Quote exactly the lines from the one with "Target: train windshield" to the end of the data, both included; omit the pictures.
───── RECORDS TO USE ─────
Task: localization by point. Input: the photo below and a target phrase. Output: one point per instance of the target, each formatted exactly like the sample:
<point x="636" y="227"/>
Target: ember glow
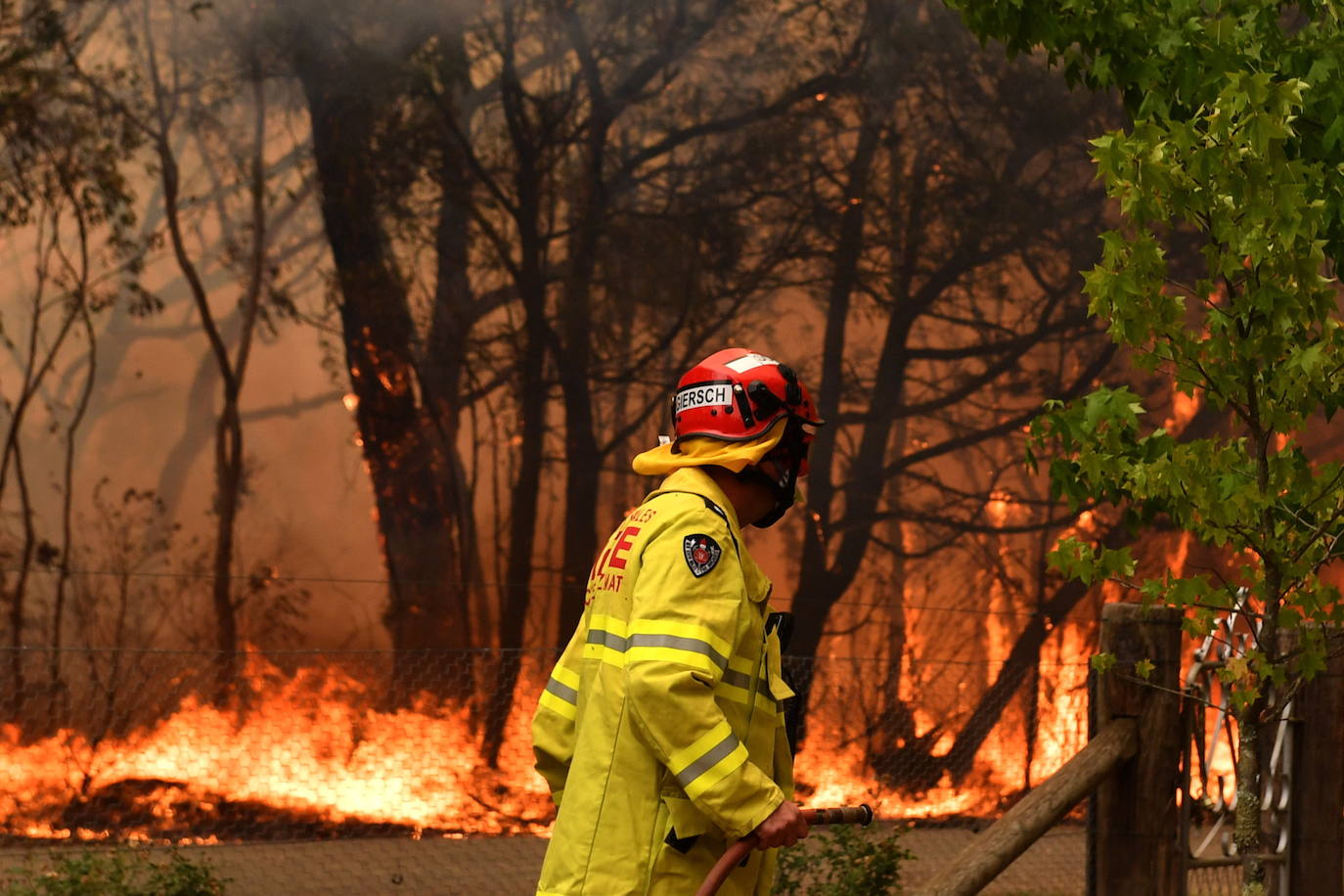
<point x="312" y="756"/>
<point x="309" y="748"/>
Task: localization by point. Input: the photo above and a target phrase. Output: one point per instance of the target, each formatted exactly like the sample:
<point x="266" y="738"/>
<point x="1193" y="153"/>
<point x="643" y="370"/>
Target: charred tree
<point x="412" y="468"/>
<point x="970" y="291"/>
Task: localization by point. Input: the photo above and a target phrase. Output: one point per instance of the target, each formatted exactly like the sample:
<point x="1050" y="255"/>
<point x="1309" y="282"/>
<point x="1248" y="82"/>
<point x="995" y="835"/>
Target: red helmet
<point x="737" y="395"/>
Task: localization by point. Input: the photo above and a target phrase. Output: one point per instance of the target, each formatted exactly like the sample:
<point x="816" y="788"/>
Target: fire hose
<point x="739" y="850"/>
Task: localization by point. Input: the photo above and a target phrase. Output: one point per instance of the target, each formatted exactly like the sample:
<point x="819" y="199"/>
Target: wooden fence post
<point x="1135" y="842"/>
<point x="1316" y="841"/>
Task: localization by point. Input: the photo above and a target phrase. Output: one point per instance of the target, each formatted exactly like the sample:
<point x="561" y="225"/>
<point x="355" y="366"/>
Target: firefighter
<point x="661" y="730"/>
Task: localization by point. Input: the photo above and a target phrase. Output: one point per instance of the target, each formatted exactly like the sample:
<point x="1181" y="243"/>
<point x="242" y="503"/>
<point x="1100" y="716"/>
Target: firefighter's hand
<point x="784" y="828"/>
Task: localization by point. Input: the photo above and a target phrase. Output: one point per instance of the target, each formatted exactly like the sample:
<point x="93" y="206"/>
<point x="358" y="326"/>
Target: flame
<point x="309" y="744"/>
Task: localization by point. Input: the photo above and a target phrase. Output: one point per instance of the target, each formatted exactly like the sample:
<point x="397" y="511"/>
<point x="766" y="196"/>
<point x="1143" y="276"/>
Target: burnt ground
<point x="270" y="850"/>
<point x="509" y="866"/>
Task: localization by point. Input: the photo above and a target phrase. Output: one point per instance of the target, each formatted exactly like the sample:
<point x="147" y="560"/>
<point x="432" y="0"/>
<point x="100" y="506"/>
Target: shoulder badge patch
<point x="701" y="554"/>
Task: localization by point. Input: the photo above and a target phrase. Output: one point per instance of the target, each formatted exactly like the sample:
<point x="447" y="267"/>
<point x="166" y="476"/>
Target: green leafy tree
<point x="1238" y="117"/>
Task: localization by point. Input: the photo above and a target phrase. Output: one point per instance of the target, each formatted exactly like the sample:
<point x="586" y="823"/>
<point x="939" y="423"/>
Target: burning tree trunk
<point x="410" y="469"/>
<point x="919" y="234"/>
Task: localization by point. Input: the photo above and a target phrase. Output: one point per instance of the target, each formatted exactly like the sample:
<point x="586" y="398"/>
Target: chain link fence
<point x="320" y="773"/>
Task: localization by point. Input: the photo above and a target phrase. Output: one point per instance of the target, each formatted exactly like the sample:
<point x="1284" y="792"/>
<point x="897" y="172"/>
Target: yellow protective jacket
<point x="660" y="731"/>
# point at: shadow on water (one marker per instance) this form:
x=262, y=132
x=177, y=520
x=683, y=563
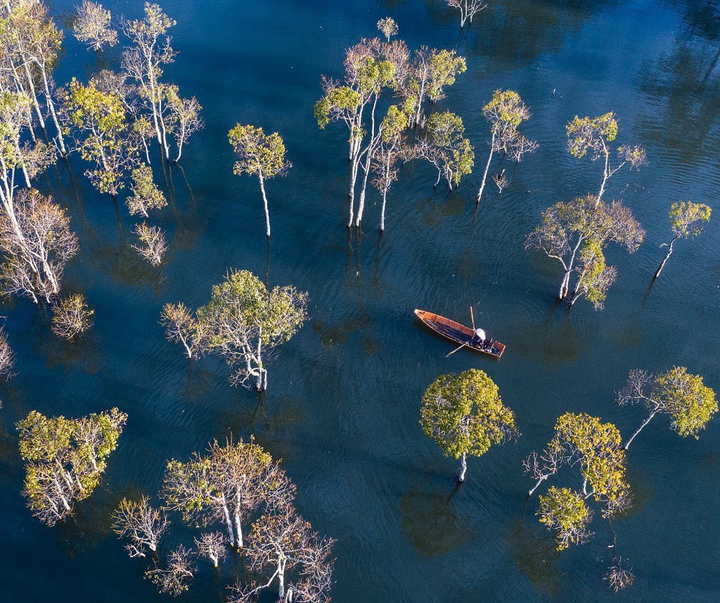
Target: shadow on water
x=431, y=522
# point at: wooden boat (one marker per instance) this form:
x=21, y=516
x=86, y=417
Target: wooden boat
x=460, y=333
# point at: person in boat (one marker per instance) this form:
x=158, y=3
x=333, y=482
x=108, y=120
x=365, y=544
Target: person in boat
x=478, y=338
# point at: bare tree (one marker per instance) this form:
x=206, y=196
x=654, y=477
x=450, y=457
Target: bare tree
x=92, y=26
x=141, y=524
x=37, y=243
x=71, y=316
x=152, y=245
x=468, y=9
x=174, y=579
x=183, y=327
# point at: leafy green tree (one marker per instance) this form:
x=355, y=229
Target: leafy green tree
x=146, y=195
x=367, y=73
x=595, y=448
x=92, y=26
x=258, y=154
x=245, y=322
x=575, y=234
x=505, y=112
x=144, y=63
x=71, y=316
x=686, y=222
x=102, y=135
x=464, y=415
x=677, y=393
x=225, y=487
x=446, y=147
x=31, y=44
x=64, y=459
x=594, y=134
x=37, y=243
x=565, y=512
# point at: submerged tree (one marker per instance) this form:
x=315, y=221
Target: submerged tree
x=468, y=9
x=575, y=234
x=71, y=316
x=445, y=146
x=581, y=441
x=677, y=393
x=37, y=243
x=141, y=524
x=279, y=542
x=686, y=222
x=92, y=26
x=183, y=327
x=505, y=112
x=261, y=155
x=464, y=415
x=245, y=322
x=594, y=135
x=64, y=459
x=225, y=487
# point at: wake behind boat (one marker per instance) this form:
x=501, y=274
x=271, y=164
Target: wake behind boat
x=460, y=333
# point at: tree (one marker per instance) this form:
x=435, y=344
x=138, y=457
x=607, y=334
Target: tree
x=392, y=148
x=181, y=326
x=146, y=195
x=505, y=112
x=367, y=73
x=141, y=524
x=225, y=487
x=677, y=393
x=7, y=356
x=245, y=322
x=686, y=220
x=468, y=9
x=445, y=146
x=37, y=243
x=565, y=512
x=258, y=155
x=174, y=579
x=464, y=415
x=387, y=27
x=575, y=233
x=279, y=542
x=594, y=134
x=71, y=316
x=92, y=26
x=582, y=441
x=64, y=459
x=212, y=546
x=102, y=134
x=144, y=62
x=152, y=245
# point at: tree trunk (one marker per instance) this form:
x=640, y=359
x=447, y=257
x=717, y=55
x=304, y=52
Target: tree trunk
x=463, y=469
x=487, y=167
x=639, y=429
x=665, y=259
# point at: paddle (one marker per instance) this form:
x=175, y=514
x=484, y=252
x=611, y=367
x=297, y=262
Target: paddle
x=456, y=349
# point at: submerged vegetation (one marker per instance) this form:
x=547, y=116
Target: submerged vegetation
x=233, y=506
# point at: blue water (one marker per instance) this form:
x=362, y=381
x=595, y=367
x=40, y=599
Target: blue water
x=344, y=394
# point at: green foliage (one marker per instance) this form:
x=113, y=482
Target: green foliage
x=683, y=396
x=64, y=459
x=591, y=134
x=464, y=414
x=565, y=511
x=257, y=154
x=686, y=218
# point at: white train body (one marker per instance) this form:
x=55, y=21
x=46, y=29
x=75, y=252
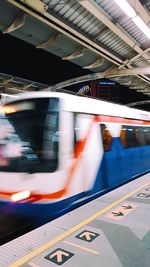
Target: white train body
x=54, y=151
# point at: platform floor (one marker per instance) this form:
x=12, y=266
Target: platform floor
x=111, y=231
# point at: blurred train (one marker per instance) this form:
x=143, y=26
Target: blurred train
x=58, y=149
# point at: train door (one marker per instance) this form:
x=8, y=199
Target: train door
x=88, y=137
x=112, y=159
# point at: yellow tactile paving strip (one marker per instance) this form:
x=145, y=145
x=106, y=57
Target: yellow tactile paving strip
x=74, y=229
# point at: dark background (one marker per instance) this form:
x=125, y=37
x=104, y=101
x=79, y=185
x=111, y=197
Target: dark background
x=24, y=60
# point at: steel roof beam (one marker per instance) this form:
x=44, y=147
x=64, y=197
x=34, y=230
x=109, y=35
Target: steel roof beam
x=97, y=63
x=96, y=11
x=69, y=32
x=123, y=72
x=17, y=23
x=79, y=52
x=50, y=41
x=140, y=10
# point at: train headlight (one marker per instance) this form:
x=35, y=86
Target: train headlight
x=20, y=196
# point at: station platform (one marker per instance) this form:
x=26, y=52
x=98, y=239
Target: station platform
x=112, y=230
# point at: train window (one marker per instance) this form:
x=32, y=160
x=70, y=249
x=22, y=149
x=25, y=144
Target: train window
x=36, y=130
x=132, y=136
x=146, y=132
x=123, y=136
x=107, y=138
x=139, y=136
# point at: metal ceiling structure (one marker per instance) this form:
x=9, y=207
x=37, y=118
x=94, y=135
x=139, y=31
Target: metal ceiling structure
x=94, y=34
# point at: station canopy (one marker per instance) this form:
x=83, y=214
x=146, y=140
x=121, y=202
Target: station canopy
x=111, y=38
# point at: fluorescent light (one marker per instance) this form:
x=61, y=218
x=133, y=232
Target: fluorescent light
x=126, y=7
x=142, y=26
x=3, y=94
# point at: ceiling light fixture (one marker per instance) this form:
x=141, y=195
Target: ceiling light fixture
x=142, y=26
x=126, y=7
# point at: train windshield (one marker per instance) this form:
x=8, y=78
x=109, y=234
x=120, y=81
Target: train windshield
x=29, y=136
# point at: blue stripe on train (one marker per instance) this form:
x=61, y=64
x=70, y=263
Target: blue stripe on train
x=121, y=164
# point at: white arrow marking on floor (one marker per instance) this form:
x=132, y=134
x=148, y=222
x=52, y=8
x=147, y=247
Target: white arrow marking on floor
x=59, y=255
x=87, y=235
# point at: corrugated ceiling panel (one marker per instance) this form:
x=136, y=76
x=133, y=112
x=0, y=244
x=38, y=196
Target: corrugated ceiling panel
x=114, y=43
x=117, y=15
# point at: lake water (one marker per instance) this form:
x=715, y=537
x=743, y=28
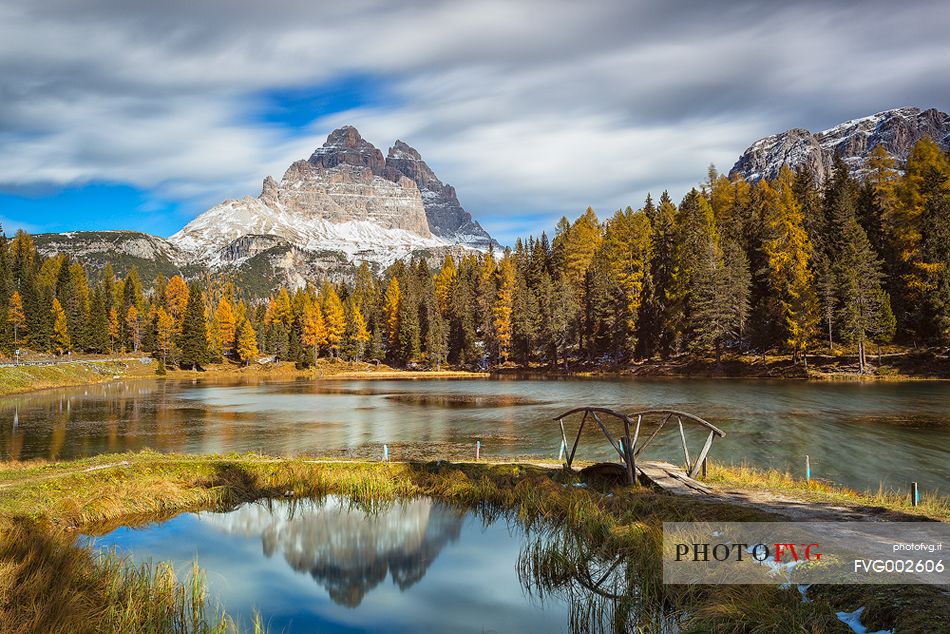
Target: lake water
─────
* **SOLUTION TO THIS PROBLEM**:
Target: train windshield
x=29, y=136
# point at: blue stripe on train (one marker per instance) this form:
x=61, y=64
x=70, y=263
Target: blue stripe on train
x=121, y=164
# point at: white arrow marking on floor (one marker per instance) this form:
x=132, y=134
x=148, y=222
x=52, y=8
x=147, y=247
Target: white arrow marking on floor
x=59, y=255
x=87, y=235
# point at: corrugated ceiling panel (one marker per instance) this form:
x=136, y=76
x=133, y=112
x=0, y=244
x=38, y=196
Target: corrugated ceiling panel
x=114, y=43
x=117, y=15
# point at: lake water (one marker per instance) this form:
x=715, y=537
x=743, y=28
Target: lake water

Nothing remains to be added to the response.